Dataset records
------------------------------------

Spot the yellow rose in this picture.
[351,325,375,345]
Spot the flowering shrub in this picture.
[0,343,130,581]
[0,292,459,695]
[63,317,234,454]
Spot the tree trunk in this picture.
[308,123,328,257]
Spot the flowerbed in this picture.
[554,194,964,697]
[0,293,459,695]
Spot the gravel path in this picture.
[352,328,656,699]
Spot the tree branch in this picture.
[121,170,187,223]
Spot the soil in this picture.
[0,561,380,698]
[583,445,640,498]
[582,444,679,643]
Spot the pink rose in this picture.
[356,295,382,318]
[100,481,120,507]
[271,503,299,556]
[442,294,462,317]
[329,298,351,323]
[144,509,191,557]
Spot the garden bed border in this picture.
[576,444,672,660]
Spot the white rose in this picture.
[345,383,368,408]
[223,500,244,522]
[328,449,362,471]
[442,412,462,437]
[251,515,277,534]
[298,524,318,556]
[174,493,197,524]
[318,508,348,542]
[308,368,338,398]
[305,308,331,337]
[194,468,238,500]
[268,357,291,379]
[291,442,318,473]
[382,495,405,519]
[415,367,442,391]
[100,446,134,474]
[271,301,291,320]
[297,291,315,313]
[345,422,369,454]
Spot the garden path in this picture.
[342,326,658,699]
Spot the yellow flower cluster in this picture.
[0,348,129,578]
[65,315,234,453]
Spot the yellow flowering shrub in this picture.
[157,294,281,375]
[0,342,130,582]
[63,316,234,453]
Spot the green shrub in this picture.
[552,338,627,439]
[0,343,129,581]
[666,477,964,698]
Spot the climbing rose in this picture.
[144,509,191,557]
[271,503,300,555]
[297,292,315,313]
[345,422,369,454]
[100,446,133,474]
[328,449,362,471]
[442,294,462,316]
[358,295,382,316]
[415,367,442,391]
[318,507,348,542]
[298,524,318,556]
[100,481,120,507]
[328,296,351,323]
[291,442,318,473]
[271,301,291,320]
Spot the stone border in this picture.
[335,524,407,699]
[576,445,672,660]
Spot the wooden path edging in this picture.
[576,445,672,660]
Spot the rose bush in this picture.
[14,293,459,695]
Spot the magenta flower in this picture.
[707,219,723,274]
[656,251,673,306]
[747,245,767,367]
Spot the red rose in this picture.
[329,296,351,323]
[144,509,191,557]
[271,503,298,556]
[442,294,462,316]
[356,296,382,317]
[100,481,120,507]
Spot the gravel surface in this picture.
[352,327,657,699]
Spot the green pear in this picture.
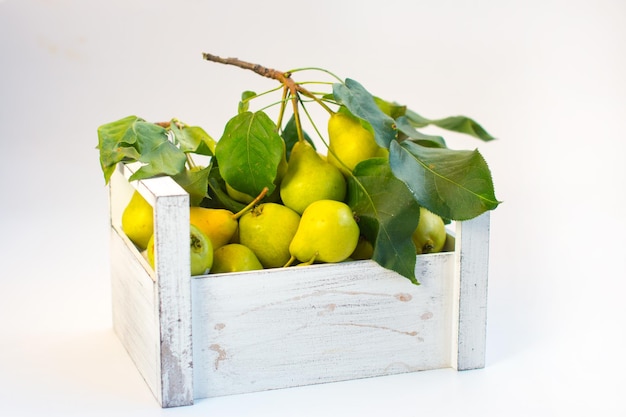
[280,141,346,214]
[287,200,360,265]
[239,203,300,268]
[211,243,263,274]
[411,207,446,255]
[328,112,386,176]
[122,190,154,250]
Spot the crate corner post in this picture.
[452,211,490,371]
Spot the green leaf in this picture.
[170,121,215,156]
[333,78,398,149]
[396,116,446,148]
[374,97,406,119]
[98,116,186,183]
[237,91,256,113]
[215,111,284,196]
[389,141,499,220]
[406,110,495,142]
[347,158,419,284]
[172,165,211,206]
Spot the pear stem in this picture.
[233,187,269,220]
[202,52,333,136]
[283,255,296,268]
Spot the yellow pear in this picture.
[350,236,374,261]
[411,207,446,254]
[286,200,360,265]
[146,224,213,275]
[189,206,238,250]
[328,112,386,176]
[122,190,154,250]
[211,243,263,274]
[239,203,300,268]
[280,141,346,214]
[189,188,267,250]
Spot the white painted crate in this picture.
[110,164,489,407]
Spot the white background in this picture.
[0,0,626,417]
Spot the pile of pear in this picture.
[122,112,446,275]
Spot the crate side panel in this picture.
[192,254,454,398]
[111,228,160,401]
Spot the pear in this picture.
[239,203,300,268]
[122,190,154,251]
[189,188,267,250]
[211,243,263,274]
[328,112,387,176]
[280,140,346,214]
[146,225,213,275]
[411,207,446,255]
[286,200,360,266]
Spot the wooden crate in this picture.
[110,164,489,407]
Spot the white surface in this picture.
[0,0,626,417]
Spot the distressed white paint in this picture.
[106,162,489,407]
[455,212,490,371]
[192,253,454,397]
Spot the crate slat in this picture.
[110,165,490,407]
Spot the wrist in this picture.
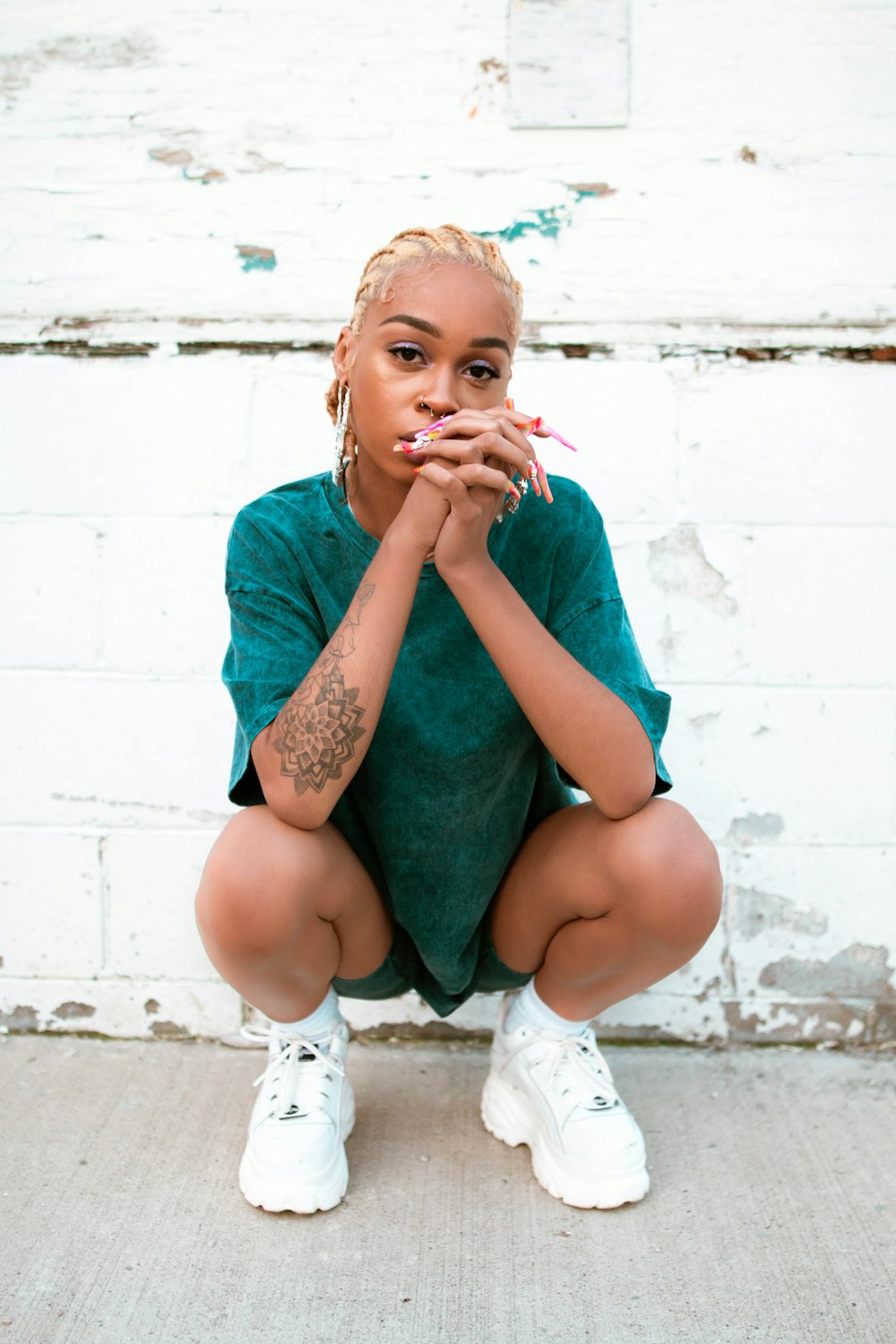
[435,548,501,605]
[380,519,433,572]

------------------------------------

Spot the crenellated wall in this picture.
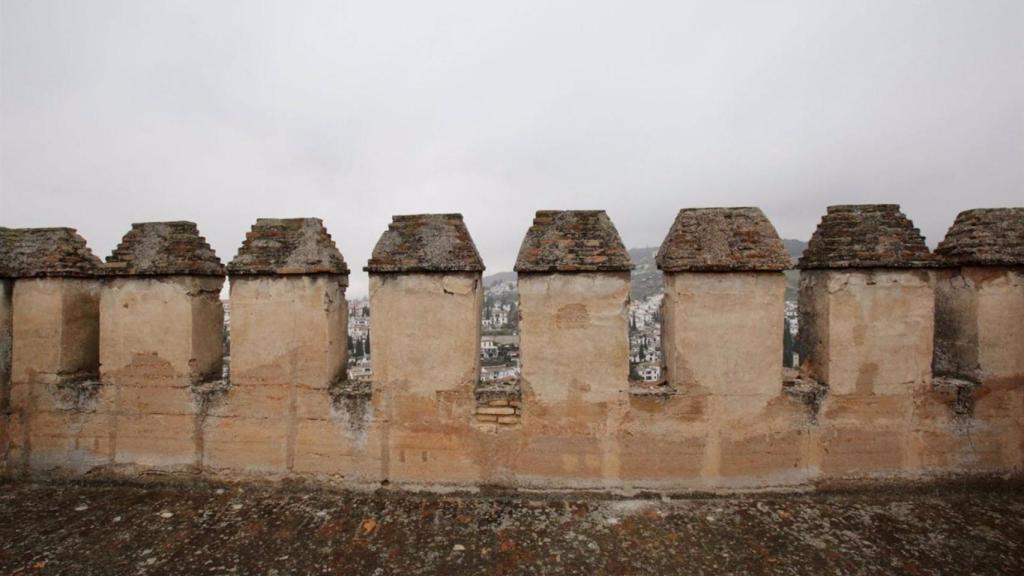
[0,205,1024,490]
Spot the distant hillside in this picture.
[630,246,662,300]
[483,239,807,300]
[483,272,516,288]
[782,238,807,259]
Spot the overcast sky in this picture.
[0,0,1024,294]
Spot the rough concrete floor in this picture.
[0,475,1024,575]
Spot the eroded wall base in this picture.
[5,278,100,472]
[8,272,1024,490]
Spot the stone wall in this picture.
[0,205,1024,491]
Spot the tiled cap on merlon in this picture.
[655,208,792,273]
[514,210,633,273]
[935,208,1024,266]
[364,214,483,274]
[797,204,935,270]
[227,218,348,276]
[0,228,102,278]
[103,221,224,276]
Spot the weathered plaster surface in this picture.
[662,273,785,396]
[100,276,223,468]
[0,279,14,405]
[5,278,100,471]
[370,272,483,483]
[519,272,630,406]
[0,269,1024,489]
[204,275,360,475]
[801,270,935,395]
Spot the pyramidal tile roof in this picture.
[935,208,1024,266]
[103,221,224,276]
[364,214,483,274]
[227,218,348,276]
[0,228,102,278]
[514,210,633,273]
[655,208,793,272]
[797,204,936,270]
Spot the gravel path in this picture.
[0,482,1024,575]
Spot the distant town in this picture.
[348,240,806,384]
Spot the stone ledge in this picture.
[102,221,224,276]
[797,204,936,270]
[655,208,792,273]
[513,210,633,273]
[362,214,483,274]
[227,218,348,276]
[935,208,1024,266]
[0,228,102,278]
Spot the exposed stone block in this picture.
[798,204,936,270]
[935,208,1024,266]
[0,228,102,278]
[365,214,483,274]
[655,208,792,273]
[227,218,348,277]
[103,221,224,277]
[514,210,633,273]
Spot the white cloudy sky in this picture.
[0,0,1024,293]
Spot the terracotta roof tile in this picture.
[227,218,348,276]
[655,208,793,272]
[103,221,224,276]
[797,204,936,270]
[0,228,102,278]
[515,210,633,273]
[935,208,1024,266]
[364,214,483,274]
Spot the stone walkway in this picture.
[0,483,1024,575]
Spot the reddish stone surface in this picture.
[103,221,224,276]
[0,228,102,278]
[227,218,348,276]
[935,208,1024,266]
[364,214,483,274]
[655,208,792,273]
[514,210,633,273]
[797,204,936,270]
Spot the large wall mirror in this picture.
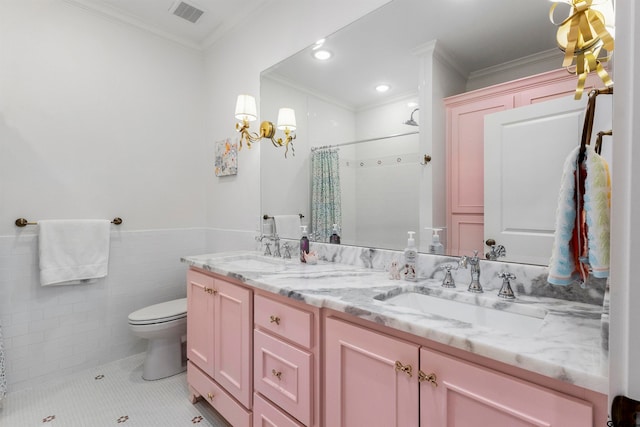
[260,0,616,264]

------------------------------------

* _Written instruction_
Update the lines from the line with "Spot the pyramidal tile roof in this picture." up to and including the line with "[348,240,806,384]", changing "Spot" to "Locate" and leaving everything else as it is. Give back only those lines.

* _Exercise response_
Locate the pyramidal tile roof in this picture.
[935,208,1024,266]
[103,221,224,276]
[364,214,483,274]
[227,218,348,276]
[0,228,102,278]
[514,210,633,273]
[655,208,793,272]
[797,204,936,270]
Locate the gravel path in this picture.
[0,482,1024,575]
Locate the distant town in this picture.
[348,240,806,384]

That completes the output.